▶ WRITTEN EXERCISE: Show each line of the data below that contains the word "cross". Matching is case-sensitive.

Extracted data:
** Begin **

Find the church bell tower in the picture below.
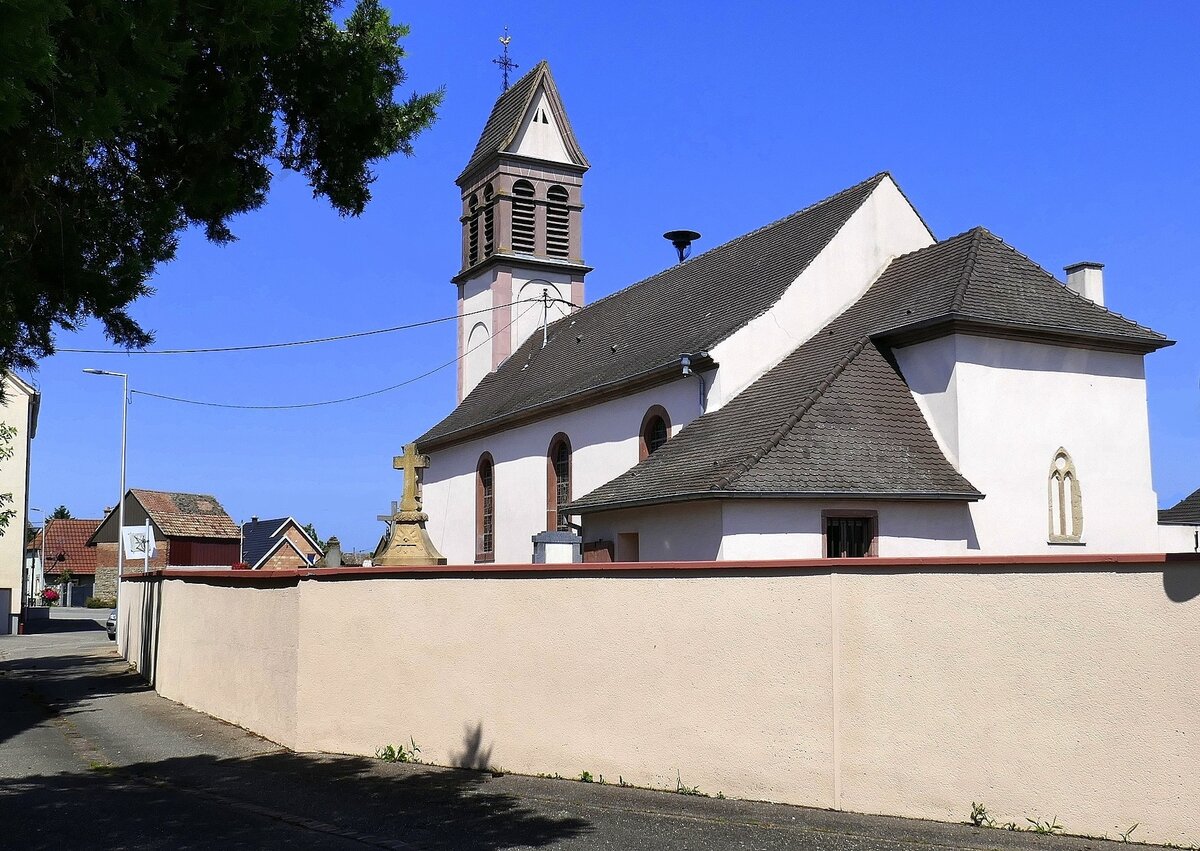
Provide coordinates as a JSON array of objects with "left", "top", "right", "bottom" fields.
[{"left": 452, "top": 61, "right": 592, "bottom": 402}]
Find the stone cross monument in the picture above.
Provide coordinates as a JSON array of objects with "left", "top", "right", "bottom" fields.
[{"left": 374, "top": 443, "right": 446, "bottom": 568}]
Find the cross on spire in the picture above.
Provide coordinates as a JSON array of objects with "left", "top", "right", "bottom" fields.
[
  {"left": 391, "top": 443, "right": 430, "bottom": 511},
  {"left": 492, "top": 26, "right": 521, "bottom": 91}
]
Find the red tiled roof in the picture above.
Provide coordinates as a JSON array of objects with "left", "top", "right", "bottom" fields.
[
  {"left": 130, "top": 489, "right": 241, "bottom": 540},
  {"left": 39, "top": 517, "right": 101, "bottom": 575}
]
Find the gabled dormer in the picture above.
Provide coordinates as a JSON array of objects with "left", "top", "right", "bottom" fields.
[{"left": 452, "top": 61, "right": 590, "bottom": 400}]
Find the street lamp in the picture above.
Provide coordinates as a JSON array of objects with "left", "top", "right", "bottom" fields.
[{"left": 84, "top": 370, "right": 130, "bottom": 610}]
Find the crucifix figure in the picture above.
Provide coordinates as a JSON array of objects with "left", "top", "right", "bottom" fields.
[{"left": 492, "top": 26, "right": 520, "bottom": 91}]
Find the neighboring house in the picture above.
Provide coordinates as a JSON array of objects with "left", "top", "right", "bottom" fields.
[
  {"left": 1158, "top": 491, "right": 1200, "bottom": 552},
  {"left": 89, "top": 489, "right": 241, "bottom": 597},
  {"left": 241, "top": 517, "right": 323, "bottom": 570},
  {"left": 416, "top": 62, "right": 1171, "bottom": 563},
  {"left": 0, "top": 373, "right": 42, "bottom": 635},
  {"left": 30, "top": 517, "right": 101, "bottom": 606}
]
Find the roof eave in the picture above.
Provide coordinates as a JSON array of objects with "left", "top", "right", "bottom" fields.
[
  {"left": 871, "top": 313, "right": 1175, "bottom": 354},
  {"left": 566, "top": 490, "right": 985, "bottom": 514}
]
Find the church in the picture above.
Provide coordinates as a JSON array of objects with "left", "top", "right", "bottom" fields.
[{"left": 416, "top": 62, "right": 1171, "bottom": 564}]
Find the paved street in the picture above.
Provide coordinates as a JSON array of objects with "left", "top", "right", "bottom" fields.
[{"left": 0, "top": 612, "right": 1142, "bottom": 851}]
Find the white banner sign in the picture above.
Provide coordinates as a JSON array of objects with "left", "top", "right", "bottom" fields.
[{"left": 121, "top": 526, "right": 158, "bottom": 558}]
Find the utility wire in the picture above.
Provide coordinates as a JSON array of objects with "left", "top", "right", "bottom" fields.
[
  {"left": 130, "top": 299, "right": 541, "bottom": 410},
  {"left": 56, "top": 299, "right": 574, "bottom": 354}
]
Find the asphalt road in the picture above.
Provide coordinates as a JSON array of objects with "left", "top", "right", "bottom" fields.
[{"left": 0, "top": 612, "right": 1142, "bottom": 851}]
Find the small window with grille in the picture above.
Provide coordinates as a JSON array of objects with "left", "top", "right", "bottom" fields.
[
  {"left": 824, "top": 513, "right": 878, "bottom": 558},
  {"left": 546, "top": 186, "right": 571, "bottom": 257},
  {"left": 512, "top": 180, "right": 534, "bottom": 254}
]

** End **

▶ PROBLEM SOLUTION:
Find the stone cross monument in the picture above.
Find the cross on spire in the picture above.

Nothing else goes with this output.